§ **PROBLEM TO SOLVE**: The entire set of lines below should be copied exactly.

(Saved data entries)
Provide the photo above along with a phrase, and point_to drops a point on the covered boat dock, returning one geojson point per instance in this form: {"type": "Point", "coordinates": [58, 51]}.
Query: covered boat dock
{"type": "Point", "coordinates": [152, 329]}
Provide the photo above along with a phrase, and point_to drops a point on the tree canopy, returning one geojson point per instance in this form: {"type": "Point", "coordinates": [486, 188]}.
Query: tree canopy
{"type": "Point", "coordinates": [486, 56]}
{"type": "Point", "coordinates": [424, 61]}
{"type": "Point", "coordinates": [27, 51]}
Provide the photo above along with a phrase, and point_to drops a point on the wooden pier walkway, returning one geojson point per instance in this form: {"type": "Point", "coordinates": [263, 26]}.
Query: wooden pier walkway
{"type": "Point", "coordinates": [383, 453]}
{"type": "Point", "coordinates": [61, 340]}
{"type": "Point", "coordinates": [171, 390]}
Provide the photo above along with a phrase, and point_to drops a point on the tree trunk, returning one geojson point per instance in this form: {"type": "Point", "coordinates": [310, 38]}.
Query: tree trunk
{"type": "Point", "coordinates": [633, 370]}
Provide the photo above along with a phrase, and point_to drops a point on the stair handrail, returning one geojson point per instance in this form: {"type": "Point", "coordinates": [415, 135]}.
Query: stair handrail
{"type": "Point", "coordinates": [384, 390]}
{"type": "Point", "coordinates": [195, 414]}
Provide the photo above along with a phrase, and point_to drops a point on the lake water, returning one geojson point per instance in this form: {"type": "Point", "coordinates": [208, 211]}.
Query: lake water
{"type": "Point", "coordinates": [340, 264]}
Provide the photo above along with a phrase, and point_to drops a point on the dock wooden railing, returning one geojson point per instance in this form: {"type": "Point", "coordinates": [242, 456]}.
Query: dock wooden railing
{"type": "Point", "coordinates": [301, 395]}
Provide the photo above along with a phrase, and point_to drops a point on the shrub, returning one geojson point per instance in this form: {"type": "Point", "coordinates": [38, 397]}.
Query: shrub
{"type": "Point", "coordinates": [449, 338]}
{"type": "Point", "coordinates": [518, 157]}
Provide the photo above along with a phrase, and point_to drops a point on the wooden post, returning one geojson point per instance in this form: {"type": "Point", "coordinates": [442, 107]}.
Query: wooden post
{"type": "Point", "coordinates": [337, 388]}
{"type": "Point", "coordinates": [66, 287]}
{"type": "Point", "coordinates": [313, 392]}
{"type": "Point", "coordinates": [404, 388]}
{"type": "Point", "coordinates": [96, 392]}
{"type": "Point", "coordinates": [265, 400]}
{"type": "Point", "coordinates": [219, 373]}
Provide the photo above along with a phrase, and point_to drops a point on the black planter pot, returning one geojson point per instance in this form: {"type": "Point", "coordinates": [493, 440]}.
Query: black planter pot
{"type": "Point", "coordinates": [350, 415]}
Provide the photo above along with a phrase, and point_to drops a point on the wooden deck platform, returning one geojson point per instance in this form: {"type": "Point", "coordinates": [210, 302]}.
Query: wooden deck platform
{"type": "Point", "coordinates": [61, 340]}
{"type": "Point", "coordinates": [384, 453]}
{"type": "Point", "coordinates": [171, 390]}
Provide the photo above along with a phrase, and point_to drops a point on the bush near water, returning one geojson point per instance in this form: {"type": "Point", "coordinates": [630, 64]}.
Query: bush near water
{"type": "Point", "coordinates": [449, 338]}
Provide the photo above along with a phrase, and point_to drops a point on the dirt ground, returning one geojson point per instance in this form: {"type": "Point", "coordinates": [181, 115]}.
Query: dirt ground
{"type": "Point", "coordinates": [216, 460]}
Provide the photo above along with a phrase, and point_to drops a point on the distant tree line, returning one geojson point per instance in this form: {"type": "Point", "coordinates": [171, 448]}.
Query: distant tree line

§ **SOLUTION FOR THIS EXERCISE**:
Provide the photo above along with a phrase, and point_to drops a point on the covered boat dock, returning one geojson point per instance in this form: {"type": "Point", "coordinates": [58, 51]}.
Query: covered boat dock
{"type": "Point", "coordinates": [152, 329]}
Provide the photo above along with a phrase, and point_to drops a point on the tree canopy, returning one geojson point per instance in this form: {"type": "Point", "coordinates": [486, 188]}.
Query: tree canopy
{"type": "Point", "coordinates": [486, 56]}
{"type": "Point", "coordinates": [424, 61]}
{"type": "Point", "coordinates": [27, 51]}
Provide the photo above along with a phrase, and point_to drops a point on the wooden pier walkway, returning one geojson point per instance in this form: {"type": "Point", "coordinates": [263, 26]}.
Query: wooden pier walkway
{"type": "Point", "coordinates": [383, 453]}
{"type": "Point", "coordinates": [61, 340]}
{"type": "Point", "coordinates": [171, 390]}
Provide the photo above along with a phrase, and point_to drops a point on the tree trunk, returning one geojson point per instance in this form: {"type": "Point", "coordinates": [310, 38]}.
Query: tree trunk
{"type": "Point", "coordinates": [633, 370]}
Provide the photo above along with a phrase, and point_to drops a point on the stair handrail, returning one geojson point per instance in this form: {"type": "Point", "coordinates": [415, 135]}.
Query: stair handrail
{"type": "Point", "coordinates": [384, 390]}
{"type": "Point", "coordinates": [195, 414]}
Provide the photo above along with a phrase, and point_to drops a point on the lake water, returning one geojson point per instance in this form: {"type": "Point", "coordinates": [208, 211]}.
Query: lake water
{"type": "Point", "coordinates": [340, 264]}
Provide the photo above along with a phrase, and point_to drops a point on the dock wooden railing, returning one geojson point per instance in this form: {"type": "Point", "coordinates": [242, 456]}.
Query: dock wooden railing
{"type": "Point", "coordinates": [301, 395]}
Provide the photo above along with a phrase, and point_to drops a point on the shrub, returning one geojson point per instance in this form: {"type": "Point", "coordinates": [38, 397]}.
Query: shrub
{"type": "Point", "coordinates": [449, 338]}
{"type": "Point", "coordinates": [518, 157]}
Provide the photo above along with a phrase, and point_to drops a point on the wooden post, returning one geojson point per instance in this form: {"type": "Point", "coordinates": [442, 107]}.
Query: wooden post
{"type": "Point", "coordinates": [337, 388]}
{"type": "Point", "coordinates": [66, 287]}
{"type": "Point", "coordinates": [313, 392]}
{"type": "Point", "coordinates": [404, 388]}
{"type": "Point", "coordinates": [96, 392]}
{"type": "Point", "coordinates": [265, 400]}
{"type": "Point", "coordinates": [219, 373]}
Provide the photo above along with a phrase, and point_to drops a point on the black planter pot, returning one geojson point per instance in this form: {"type": "Point", "coordinates": [493, 440]}.
Query: black planter pot
{"type": "Point", "coordinates": [350, 415]}
Provide the photo above along with a phrase, and point_to drops a point on the wooden deck platform, returning one geojson point per instance in this form: {"type": "Point", "coordinates": [210, 302]}.
Query: wooden deck platform
{"type": "Point", "coordinates": [61, 340]}
{"type": "Point", "coordinates": [384, 453]}
{"type": "Point", "coordinates": [171, 390]}
Provide the photo above along with a phrase, and point_to drops a point on the bush near water, returning one geojson point per instance in this form: {"type": "Point", "coordinates": [630, 64]}.
Query: bush near water
{"type": "Point", "coordinates": [449, 338]}
Provide the photo above along with a phrase, and point_to drops a point on the dirt ground, returning one geojson point per instance in this form: {"type": "Point", "coordinates": [181, 115]}.
Query: dirt ground
{"type": "Point", "coordinates": [216, 460]}
Provide the photo above along with a phrase, and point_to drops a point on the distant tree line, returning one geojson point per instance in this form: {"type": "Point", "coordinates": [171, 448]}.
Query: distant tree line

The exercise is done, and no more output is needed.